- Problem -
Every entry below is to be copied word for word, with its pictures removed.

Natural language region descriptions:
▽

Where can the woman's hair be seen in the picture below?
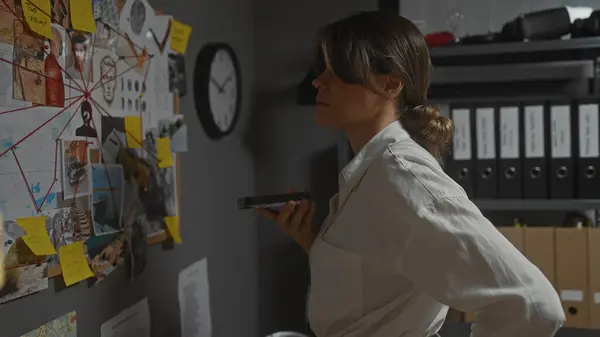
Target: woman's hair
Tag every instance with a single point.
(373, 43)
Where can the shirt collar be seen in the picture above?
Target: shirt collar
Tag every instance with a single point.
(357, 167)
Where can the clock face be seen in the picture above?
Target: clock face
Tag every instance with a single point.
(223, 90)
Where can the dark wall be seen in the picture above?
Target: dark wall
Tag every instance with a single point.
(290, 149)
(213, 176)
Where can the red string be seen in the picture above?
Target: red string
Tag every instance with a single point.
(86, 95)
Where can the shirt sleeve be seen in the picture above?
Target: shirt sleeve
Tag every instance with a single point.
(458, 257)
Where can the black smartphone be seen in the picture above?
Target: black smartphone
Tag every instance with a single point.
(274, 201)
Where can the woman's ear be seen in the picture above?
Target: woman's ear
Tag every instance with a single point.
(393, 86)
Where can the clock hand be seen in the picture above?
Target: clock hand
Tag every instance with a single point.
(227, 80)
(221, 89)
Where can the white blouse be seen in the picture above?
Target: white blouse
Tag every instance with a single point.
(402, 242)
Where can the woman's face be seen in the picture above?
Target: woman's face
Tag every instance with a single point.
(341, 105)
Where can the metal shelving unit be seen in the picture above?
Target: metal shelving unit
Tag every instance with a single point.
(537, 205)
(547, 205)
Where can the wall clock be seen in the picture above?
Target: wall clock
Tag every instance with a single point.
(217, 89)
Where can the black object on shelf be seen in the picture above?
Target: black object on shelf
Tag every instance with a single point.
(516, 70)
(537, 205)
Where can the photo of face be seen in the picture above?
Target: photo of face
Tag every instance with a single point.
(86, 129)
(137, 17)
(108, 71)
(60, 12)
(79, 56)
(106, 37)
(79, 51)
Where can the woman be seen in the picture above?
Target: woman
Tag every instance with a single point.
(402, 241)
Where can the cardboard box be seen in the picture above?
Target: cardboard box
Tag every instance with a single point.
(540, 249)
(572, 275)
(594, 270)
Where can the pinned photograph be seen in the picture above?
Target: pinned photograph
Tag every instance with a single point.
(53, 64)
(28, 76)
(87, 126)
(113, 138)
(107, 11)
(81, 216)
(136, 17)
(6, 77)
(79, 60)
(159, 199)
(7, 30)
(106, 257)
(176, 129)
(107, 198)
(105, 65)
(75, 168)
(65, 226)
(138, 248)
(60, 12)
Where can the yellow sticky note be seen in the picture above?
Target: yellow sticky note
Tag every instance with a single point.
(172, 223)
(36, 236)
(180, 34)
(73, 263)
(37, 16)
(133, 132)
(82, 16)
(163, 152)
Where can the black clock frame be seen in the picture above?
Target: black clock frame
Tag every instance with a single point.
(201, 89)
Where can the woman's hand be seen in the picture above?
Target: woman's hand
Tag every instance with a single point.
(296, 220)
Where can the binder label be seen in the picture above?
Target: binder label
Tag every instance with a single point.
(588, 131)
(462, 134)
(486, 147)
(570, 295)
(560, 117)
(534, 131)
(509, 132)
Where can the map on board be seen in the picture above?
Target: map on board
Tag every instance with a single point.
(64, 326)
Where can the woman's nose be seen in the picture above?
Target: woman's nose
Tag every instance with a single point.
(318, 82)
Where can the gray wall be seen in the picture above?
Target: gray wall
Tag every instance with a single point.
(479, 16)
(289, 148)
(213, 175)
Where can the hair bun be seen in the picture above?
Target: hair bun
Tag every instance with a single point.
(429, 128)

△

- Exercise output -
Where can the woman's hair be seen in the picture below?
Target: woman's hair
Tag every instance with a single point.
(373, 43)
Where can the shirt collar be seen in the picture above?
Target: shirt collar
Tag every instance with a single point.
(357, 167)
Where can the clock face be seen in the picture above?
Target: clock face
Tag every instance with a single point.
(223, 90)
Where can the dark wall be seen in the picture above?
Target: dark wall
Tag every instance with a single point.
(290, 149)
(213, 176)
Where can the red string be seen in the picture above?
Target: red string
Tag every instance with a single point.
(86, 95)
Where can the shirt sleeve be seen in the picture above?
Target: shirt sleeve
Tag every instance with a single point.
(458, 257)
Where can the black smartphone be seen in the picture above?
Target: black smartphone
Tag every instance with a single point.
(274, 201)
Where can the woman's ear be seen in the picture above?
Target: woman's ear
Tag every instance with a single point.
(393, 86)
Where can the clock hand be seen in the picture above?
Target: clock hand
Tag every instance with a single point.
(227, 80)
(221, 89)
Where can the white blouse be seen in the picture above?
Target: white blouse
Tag every instance with a single point.
(402, 242)
Where can the woman's face be seen in the picture above?
Target: woman's face
Tag every instance with a single point.
(341, 105)
Where can the metal shelving unit be seen in the picture above?
Target: metal shelving unit
Tag every instance with a single point.
(537, 205)
(547, 205)
Where can the wall clock be seen in the picture above?
Target: wall clock
Tag every instance with a single point.
(217, 89)
Where can the black object on shelf be seen in the picture above?
Target: black object on shelf
Tag every instance with a single point.
(516, 70)
(537, 205)
Where can the photo of face be seen in the picture above?
Target: photo of face
Tag every instance with a single point.
(86, 129)
(137, 17)
(108, 71)
(60, 12)
(79, 56)
(106, 37)
(79, 51)
Where can the woman be seen in the picture above?
Target: woman
Tag every instance with a single point.
(402, 241)
Where can the cardboard box be seen in the picture above?
Target: cardboard box
Tag every instance with a single point.
(540, 249)
(572, 275)
(594, 270)
Where can the pinned photograph be seen in the picture above?
Target: pinned photograph
Tag every instance with a single point.
(53, 64)
(28, 76)
(87, 126)
(113, 138)
(107, 11)
(81, 216)
(136, 17)
(6, 77)
(79, 60)
(159, 199)
(7, 30)
(106, 257)
(176, 129)
(107, 198)
(105, 65)
(75, 168)
(65, 226)
(138, 248)
(60, 12)
Where can the yellow sticky note be seen in the picture above?
Target: yellow sticky note
Tag every instance with a single point.
(172, 223)
(36, 236)
(180, 34)
(73, 263)
(37, 16)
(133, 132)
(82, 16)
(163, 152)
Where can the black clock frame be seen in the picture above?
Target: black clock frame
Tag every instance with a single point.
(201, 89)
Where can the woman's hand be seen in the picture above?
Target: woman's hand
Tag every instance with a single point.
(296, 220)
Where can the binder label be seen in the picture above?
Target: binder label
Tag every instance with a single point.
(588, 131)
(462, 134)
(486, 147)
(570, 295)
(560, 117)
(534, 131)
(509, 132)
Where can the map on board be seen in the picture above?
Target: map on board
Tag every instance with a single point.
(64, 326)
Where can the woman's nose be seen in the picture above?
Target: woman's nose
Tag every instance with a single point.
(318, 82)
Where can the gray wall be seen in the picture above?
Target: gray wall
Tag every instance with a single point.
(479, 16)
(289, 148)
(213, 175)
Where can the hair bun be seen in the picture above?
Target: hair bun
Tag every instance with a single point.
(429, 128)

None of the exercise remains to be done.